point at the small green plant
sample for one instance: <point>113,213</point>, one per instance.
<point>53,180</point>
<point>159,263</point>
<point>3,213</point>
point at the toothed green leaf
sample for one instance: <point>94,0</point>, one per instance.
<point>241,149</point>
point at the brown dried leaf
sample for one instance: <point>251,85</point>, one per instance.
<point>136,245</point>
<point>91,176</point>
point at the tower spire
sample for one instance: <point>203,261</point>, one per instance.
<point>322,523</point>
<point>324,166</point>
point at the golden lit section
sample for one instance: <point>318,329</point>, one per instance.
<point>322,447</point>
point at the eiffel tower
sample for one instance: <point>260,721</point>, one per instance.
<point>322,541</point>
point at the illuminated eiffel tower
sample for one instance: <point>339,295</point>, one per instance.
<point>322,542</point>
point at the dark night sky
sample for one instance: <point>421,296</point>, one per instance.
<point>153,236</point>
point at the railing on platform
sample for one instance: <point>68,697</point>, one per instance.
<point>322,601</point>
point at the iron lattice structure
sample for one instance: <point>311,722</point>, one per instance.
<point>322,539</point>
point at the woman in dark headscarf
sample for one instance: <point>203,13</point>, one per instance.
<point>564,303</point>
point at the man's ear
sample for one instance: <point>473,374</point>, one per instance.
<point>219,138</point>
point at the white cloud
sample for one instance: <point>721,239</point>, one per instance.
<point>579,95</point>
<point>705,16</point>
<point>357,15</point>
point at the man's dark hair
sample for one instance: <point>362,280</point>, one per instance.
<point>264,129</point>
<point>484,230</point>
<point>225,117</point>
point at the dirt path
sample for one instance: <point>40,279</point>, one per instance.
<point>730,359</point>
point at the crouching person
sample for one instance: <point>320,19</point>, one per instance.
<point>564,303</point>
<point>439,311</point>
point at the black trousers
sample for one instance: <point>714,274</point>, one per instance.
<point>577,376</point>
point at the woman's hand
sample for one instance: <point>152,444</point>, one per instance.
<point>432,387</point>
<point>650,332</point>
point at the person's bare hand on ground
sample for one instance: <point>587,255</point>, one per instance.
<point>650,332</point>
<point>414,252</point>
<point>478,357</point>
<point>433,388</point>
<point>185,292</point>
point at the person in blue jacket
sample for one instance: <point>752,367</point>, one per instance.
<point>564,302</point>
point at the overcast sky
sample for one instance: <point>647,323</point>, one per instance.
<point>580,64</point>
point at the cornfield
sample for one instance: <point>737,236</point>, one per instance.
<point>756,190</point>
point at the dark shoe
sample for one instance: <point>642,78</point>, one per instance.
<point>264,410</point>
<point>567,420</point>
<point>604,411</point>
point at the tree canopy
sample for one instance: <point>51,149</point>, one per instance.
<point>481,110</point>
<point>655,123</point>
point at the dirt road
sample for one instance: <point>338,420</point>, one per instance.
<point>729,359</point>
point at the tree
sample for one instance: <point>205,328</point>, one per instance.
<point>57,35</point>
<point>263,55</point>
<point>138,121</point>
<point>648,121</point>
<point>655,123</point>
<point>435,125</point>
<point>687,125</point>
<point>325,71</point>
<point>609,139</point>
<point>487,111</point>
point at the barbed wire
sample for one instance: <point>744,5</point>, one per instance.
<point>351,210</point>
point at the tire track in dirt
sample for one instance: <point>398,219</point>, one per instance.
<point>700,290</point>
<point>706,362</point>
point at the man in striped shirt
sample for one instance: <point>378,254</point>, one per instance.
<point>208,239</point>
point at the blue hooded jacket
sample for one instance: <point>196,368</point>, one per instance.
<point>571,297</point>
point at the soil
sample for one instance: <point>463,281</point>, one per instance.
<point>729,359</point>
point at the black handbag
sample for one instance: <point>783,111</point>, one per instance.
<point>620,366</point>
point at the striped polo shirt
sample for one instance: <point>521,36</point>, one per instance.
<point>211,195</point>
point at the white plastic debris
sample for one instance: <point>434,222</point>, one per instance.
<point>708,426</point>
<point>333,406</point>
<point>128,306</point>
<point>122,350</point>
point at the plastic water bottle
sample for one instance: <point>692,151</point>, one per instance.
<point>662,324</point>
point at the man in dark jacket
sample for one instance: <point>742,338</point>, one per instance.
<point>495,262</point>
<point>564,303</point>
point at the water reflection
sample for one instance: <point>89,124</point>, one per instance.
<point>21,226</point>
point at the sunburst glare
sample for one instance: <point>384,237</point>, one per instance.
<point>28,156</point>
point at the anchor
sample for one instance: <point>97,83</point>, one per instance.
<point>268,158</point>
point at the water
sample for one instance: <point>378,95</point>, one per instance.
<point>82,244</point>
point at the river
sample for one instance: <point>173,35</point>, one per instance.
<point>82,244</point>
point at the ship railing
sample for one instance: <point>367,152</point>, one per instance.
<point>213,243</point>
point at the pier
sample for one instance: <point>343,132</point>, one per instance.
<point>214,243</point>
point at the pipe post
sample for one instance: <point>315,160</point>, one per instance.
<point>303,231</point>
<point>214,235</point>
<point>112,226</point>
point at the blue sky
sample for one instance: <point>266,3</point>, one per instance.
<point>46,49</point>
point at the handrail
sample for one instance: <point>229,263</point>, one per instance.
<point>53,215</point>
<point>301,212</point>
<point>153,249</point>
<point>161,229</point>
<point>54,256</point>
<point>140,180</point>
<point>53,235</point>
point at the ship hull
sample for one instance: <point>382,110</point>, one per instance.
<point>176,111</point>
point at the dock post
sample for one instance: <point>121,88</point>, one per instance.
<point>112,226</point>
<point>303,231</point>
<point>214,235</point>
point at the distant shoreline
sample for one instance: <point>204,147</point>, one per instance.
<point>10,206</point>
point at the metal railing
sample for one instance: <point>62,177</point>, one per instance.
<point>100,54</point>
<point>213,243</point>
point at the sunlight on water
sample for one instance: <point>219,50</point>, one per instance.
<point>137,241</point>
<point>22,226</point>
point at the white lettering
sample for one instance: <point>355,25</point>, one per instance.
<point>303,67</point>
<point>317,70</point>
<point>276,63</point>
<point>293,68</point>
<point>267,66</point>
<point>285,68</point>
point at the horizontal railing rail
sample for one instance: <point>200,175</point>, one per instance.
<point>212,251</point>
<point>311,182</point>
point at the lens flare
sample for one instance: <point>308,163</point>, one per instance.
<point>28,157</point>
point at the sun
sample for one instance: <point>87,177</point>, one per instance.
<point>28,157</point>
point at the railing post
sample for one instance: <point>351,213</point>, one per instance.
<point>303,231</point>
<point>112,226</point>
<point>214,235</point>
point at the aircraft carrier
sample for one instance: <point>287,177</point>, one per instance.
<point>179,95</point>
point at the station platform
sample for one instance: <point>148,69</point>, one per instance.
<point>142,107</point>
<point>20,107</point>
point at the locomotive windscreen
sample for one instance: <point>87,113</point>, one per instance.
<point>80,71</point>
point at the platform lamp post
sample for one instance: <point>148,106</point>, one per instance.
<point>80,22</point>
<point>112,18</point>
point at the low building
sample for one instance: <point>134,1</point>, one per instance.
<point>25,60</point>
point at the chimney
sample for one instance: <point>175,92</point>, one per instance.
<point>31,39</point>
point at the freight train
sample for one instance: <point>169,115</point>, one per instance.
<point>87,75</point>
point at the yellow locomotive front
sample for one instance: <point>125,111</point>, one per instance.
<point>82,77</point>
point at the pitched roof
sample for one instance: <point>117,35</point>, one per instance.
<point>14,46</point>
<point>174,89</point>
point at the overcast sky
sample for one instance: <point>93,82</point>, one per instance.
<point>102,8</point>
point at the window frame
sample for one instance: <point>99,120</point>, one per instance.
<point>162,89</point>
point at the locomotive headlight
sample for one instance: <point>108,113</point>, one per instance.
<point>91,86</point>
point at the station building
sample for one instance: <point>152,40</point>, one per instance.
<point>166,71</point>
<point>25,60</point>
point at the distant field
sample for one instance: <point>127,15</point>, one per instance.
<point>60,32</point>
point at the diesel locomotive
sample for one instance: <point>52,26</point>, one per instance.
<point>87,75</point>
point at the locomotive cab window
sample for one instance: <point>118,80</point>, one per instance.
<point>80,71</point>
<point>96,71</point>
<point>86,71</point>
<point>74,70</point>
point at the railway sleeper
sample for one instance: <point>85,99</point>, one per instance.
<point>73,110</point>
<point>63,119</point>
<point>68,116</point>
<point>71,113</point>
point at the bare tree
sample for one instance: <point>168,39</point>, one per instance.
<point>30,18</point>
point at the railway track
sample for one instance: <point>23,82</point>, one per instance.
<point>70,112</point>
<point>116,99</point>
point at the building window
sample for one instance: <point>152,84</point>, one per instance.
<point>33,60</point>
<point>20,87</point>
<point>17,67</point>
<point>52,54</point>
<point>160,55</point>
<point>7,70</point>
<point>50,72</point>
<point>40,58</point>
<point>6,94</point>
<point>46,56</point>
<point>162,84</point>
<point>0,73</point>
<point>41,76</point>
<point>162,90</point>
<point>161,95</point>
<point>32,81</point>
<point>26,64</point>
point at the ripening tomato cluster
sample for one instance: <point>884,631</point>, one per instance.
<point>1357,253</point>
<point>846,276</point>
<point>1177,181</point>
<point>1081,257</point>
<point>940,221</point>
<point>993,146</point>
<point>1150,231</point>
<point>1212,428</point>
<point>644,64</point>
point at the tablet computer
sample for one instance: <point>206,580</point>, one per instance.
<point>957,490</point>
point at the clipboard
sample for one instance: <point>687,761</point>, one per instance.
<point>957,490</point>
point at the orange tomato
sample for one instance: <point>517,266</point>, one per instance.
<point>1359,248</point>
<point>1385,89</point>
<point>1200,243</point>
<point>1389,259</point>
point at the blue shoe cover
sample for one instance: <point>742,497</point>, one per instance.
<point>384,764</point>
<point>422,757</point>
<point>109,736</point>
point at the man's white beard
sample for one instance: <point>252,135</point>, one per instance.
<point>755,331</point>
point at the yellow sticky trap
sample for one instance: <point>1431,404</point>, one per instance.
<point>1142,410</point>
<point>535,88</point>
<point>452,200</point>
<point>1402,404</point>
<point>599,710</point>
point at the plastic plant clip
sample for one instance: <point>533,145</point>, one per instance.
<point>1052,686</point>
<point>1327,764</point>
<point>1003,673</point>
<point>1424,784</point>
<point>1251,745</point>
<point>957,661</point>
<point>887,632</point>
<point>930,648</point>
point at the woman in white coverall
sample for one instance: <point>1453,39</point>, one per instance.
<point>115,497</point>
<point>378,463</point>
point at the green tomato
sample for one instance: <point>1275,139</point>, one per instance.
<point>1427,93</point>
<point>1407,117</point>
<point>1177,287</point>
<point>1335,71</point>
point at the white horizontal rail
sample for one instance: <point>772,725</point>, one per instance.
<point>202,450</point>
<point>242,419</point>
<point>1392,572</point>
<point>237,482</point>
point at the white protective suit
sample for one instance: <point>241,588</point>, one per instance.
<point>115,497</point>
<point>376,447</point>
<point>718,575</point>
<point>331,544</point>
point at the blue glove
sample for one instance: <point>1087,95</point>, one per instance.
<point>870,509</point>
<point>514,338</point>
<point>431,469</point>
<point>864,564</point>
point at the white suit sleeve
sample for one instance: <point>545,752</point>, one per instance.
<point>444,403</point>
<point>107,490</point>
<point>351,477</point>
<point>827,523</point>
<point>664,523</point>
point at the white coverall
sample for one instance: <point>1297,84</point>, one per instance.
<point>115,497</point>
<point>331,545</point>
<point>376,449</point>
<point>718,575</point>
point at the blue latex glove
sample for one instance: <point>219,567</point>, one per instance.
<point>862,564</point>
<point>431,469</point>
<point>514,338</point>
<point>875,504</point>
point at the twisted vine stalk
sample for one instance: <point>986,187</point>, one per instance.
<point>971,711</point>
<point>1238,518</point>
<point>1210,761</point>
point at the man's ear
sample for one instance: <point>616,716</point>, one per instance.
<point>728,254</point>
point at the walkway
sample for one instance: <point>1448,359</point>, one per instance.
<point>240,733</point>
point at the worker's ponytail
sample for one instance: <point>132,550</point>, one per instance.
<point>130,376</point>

_ _ _

■ Your objective:
Take the lines starting at the one containing "point at the distant shoreline" and ending at the one containing "<point>285,68</point>", and write them out again with "metal railing" switched to "steel railing". Leave everything else as it is.

■ Exercise output:
point at the distant shoreline
sample for one instance: <point>204,147</point>, one per instance.
<point>10,206</point>
point at the steel railing
sample for one instance: <point>62,177</point>, one per instance.
<point>100,54</point>
<point>213,243</point>
point at the sunlight on water
sample for one instance: <point>219,50</point>, one per instance.
<point>137,241</point>
<point>22,226</point>
point at the white lettering
sample for one instance: <point>355,25</point>, one per instance.
<point>303,67</point>
<point>317,70</point>
<point>276,63</point>
<point>293,68</point>
<point>267,66</point>
<point>285,68</point>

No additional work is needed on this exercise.